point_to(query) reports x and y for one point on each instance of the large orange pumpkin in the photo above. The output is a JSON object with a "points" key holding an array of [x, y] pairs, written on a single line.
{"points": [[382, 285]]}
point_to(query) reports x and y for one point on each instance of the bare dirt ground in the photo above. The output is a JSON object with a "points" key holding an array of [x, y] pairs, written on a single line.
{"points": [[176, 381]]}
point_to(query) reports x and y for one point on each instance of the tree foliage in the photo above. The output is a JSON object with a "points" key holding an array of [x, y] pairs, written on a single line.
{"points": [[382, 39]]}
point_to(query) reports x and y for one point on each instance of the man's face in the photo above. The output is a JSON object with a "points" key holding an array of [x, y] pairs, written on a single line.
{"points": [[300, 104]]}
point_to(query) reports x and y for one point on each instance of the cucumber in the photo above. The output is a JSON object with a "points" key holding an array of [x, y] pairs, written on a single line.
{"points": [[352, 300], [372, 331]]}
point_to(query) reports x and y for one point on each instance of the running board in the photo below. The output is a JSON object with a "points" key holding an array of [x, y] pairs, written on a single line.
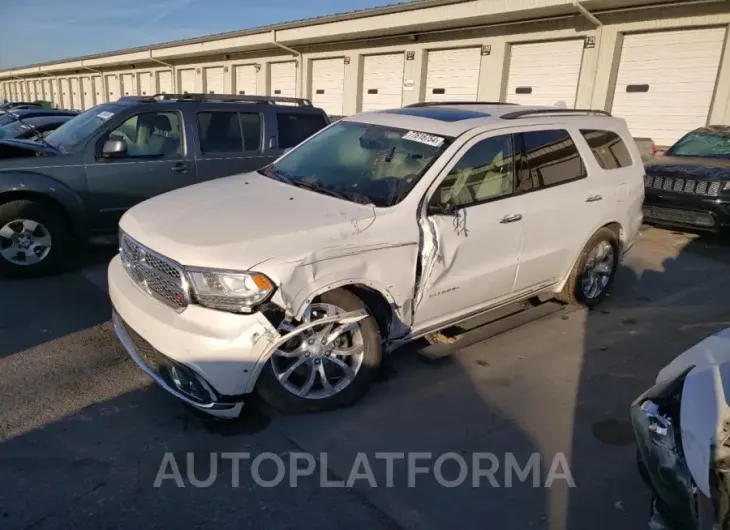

##############################

• Problem to work on:
Please reproduce each of the entries above word for word, leaving the pictures out of your copy.

• Task output:
point_to(query) reports x and y for one point on each instance of the large orange pumpkin in the photo above. The output is a JSON object with a "points" key holding an array of [x, y] pairs, written on a single line.
{"points": [[382, 285]]}
point_to(query) reports x and y for one point on each instance of the bare dirt ground in the photo above. The output is a JSON object with a "points" key holding an array of [x, y] pairs, written on a single line.
{"points": [[176, 381]]}
point_to(query) reports x and y for one point on each instance of the tree foliage in the photo above. The output is a JSON object with a "points" key holding an array of [x, y] pairs, written on a single line.
{"points": [[382, 39]]}
point_to(query) reports x and y for one point on each instance of the man's face in the photo above. The output is a JSON object with a "points" key holding an array of [x, y] pairs, written on a single line.
{"points": [[300, 104]]}
point_to(query) reports x and y for one point on each instance of the cucumber in the photo above. The output is a JSON object with a "points" key holding an array of [x, y] pairs, written on a single line.
{"points": [[352, 300], [372, 331]]}
point_to(query) reports x and y for one point on each instance of the running board in the photo below. The output is a JSON object with a "points" key holding an array of [x, y] pairs, written on a single line.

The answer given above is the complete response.